— start Materials provided —

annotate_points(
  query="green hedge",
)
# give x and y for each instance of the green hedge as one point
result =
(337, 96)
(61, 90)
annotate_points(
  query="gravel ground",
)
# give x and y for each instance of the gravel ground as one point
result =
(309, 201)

— end Materials provided —

(Problem to work on) All entries must be repeated verbatim.

(Full output)
annotate_points(
  query="green hedge",
)
# give x and y for each instance of the green hedge as one point
result =
(337, 96)
(61, 90)
annotate_points(
  query="gravel ground",
)
# give x and y for each instance of the gravel ground as one point
result =
(309, 201)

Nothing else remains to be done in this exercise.